**Your goal**
Every line below must be reproduced exactly. Copy them all.

**** Records supplied ****

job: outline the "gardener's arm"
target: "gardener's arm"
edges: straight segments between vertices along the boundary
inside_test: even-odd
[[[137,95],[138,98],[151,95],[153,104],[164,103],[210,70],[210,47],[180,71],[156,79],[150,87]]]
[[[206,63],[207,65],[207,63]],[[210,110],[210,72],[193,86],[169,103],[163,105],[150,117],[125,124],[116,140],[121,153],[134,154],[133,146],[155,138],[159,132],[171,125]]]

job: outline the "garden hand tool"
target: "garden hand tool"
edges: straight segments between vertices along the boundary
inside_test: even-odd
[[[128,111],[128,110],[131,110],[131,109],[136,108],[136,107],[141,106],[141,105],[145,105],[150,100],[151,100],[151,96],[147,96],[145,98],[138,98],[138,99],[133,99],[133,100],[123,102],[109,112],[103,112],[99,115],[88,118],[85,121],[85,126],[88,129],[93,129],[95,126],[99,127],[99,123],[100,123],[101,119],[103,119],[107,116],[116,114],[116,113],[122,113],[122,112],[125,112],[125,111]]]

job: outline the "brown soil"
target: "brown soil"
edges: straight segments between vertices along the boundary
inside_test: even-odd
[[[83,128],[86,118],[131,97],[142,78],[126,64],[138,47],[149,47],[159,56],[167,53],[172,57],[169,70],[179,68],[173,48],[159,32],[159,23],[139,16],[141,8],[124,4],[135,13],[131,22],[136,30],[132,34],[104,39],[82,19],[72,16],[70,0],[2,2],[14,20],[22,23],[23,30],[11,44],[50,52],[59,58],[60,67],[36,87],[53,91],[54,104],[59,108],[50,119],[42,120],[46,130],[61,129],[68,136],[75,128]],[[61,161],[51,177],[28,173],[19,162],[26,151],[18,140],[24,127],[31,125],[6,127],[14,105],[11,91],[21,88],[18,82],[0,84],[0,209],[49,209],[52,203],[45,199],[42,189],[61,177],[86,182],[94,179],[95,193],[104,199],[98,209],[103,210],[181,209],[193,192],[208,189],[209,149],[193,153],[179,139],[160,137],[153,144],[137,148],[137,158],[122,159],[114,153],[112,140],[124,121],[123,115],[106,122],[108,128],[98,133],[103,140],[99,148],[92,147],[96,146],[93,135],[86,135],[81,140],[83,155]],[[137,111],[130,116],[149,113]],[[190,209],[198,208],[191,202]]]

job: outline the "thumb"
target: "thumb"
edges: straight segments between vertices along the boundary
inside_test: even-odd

****

**Written solution**
job: outline the "gardener's arm"
target: "gardener's arm"
edges: straight segments between vertices along the boundary
inside_test: even-odd
[[[137,95],[138,98],[151,95],[153,104],[164,103],[210,70],[210,47],[180,71],[156,79],[150,87]]]
[[[206,63],[207,65],[207,63]],[[210,110],[210,72],[193,86],[169,103],[163,105],[150,117],[125,124],[116,140],[121,153],[134,154],[133,146],[155,138],[159,132],[171,125]]]

job: outline the "garden hand tool"
target: "garden hand tool"
edges: straight segments between vertices along the boundary
inside_test: even-odd
[[[128,111],[128,110],[131,110],[131,109],[136,108],[136,107],[141,106],[141,105],[145,105],[150,100],[151,100],[151,96],[147,96],[145,98],[138,98],[138,99],[133,99],[133,100],[123,102],[109,112],[103,112],[99,115],[88,118],[85,121],[85,126],[88,129],[93,129],[95,126],[99,127],[99,123],[100,123],[101,119],[103,119],[107,116],[116,114],[116,113],[122,113],[122,112],[125,112],[125,111]]]

job: outline the "brown soil"
target: "brown soil"
edges: straight segments between vertices along the boundary
inside_test: even-odd
[[[83,128],[86,118],[131,97],[142,78],[126,64],[138,47],[149,47],[159,56],[167,53],[172,57],[169,70],[179,68],[173,48],[159,32],[159,23],[139,16],[141,8],[124,4],[135,13],[131,22],[136,30],[132,34],[104,39],[82,19],[72,16],[70,0],[2,2],[14,20],[22,23],[23,30],[11,44],[50,52],[59,58],[60,67],[36,87],[53,91],[54,104],[59,108],[50,119],[42,120],[46,130],[61,129],[68,136],[75,128]],[[61,161],[51,177],[28,173],[19,162],[26,151],[18,140],[24,127],[31,125],[6,127],[14,105],[11,91],[21,88],[18,82],[0,84],[0,209],[49,209],[52,203],[45,199],[42,189],[61,177],[86,182],[94,179],[95,193],[104,199],[98,209],[103,210],[181,209],[193,192],[208,189],[209,149],[193,153],[179,139],[160,137],[153,144],[137,148],[137,158],[122,159],[114,153],[112,140],[124,121],[123,115],[106,122],[108,128],[98,133],[103,140],[99,148],[92,147],[96,146],[93,135],[86,135],[81,140],[83,155]],[[137,111],[130,116],[149,113]],[[190,209],[198,208],[191,202]]]

job: outline the "thumb"
target: "thumb"
edges: straight segments between vertices along the boundary
inside_test: even-odd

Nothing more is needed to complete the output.